[Point localization data]
****************

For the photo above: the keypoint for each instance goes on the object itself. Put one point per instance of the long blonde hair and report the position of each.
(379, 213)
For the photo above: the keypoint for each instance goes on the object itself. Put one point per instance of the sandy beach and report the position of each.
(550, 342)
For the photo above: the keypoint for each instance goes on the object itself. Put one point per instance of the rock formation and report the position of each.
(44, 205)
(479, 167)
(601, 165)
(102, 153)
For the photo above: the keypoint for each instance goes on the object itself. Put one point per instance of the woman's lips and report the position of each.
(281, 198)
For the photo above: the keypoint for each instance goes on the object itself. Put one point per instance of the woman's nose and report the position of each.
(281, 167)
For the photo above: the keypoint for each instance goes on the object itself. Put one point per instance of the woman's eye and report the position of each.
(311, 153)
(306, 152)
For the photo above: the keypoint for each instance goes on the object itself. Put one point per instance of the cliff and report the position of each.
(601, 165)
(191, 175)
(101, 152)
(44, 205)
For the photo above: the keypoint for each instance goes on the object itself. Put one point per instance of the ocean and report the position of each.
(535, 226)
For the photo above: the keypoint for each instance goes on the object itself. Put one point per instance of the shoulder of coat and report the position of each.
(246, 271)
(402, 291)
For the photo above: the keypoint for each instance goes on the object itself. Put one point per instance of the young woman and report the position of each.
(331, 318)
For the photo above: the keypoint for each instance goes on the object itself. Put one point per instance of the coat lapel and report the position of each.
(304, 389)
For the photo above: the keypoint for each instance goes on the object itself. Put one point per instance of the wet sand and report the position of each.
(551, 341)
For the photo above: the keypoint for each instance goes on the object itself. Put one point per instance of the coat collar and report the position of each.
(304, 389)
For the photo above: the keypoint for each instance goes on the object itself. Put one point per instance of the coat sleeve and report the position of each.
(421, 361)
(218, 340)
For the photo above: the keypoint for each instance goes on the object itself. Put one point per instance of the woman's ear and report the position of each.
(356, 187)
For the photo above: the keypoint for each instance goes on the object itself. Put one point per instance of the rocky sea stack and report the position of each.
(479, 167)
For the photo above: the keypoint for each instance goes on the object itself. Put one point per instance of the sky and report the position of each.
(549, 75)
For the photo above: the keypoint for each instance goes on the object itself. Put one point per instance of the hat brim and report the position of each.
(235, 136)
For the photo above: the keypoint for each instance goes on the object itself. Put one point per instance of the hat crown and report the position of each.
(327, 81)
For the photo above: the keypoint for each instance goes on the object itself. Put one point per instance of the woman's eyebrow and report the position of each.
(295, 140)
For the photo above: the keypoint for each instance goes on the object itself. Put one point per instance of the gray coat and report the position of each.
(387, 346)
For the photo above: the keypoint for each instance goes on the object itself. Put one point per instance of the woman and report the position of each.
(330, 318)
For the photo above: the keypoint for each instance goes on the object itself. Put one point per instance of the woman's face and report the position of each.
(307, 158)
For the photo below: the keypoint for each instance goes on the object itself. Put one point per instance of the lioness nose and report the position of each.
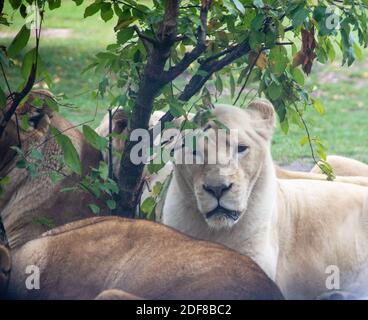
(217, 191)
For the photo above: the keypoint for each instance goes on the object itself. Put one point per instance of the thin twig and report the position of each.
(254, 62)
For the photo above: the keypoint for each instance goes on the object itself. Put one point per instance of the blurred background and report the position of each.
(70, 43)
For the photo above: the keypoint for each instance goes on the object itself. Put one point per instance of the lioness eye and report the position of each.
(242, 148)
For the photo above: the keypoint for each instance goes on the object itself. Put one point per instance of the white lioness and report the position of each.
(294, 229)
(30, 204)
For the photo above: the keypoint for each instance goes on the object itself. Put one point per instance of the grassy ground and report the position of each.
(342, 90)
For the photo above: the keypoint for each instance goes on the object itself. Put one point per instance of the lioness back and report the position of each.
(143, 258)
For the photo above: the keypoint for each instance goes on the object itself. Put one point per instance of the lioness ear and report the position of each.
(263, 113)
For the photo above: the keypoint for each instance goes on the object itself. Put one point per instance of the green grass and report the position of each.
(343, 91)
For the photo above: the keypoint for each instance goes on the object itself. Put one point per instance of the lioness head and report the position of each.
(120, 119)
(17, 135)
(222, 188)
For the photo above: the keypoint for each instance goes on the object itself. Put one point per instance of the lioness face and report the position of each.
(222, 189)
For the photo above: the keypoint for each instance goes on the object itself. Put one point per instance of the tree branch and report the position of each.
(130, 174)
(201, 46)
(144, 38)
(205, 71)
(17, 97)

****************

Prompt >> Pictures aside, repeat every entry exactly as written.

Answer space >>
For the photo above: the keypoint for each instance goes on the object itself. Put one point per instance of the long blonde hair and report the position of each.
(379, 213)
For the photo above: the keypoint for each instance goes on the object itself. Put one point per instance of the sandy beach and report the position of each.
(550, 342)
For the photo above: the keypoint for each instance goes on the object itself. Put one point per instance of the rock formation and report the position of each.
(44, 205)
(479, 167)
(601, 165)
(102, 153)
For the photo above: the keypoint for each instance goes on the object itself. Put one point per instance of the woman's lips and report the position of each.
(281, 198)
For the photo above: the keypoint for each instance goes on the object itself. Put one point per instance of the woman's nose and report the position of each.
(281, 167)
For the photo above: the keypoint for each instance goes on the object itself. Put one point per instance of the woman's eye and report the position of each.
(311, 153)
(306, 152)
For the photo above: the keypoint for each instance goes on the object itself. Put one point per instance of the cliff and report the position of each.
(601, 165)
(191, 175)
(101, 152)
(44, 205)
For the photo above: the keypoint for each instance goes on the object itself. Put one point per instance of the ocean and report the position of each.
(535, 226)
For the photo above: the keypoint for each instance goes on the object itself. Put one point per instance of the shoulder of coat and report the position of each.
(246, 271)
(402, 291)
For the photo above: the keypoint for each instance goes on the object itself. Put one point per instance of the young woman and report the position of each.
(331, 318)
For the photo above: the keypoint for each instance goes on the object itself. Put one point per instance of the coat lapel and report the position of each.
(304, 389)
For the photo above: the keypoint for each instance goes on the object itself. Put one point per instance of the wet sand and report the position of each.
(551, 341)
For the photo above: the keypoint for each instance goes on the object itself. Put one point per instance of the coat collar and report the position of each.
(304, 389)
For the photo above: the keypoint for each instance goes on the object itself. Put one point per instance of the coat sleeve and report the position of each.
(421, 361)
(218, 340)
For the photo above: the keypoint for each instance goes on the object itself. Put one point per instance of the woman's ear and report the position of each.
(356, 187)
For the photo above: the keypoint for each instance goes on the object itself. Put one point per instance of the rocky sea stack and report the position of each.
(479, 167)
For the photo above: the keypoint for each instance goes on the object itself. Put one point per instance of the sky and report the position of each.
(549, 75)
For the photo above: the keypoint for each instance goes on the object itself. Put one point per instance of the hat brim and report the position of each.
(235, 136)
For the photo above: the keypoint for each instance goes on the object itself. Put one point per instance of the hat crown and report the position of each.
(327, 81)
For the photo above: the keypoint for each instance goes on the object itself. Put one point per instance of the woman's eyebrow and report the position of each.
(295, 140)
For the photo above: the keypoint for each instance goes on the object itself. Put one point per instance of the gray coat and report the position of each.
(387, 346)
For the photo above: the keypoint for each instance goes on the object itself. Put one point per instance of the woman and report the position of each.
(330, 318)
For the photo above: the keypoint for each instance goes on the object itself. Put one point per instance of the woman's face and report the position of each.
(307, 158)
For the photo below: the keypoint for each instance goes on the object itself. Put one point per instance of the lioness nose and report the position of each.
(217, 191)
For the photo above: the keypoint for each instance goes on the object itself. Put one point per instance of the thin twig and report the position of each.
(254, 62)
For the photo above: the keypoint for each instance goes on the object itself. Put one point per instance of the blurred background and report the position of each.
(70, 43)
For the photo above: the keypoint for each instance goes on the object itself. Put one point per instance of the lioness eye and report the position of each.
(242, 148)
For the photo above: the keypoint for each instance goes on the object itself. Put one point per instance of the white lioness and report the position of each.
(294, 229)
(30, 204)
For the photo above: the keypoint for each instance goes on the object itself. Put one point per instance of the grassy ground and report the position of each.
(342, 90)
For the photo above: the keypoint for each instance goes on the object itself. Put one point per instance of the lioness back and report the position of each.
(143, 258)
For the photo above: the keypoint for each instance goes on the object itself. Put one point per instance of the lioness ear and report the position of each.
(263, 113)
For the photo above: the keypoint for each instance goes on the object itself. Put one point per instance of the green grass and report the position of each.
(343, 91)
For the photo above: the keypoint for each instance goes on the object itself. Put one point per instance of the lioness head and report the position of each.
(120, 119)
(17, 135)
(222, 188)
For the photo above: the keypoint for each instance goes on the object itself. Put one point per instance of the lioness face and report the position of each.
(222, 189)
For the photo above: the keypoint for each instance goes on the object itself. Put one point per instance of the tree branch and report the position of each.
(130, 174)
(201, 46)
(144, 38)
(205, 71)
(17, 97)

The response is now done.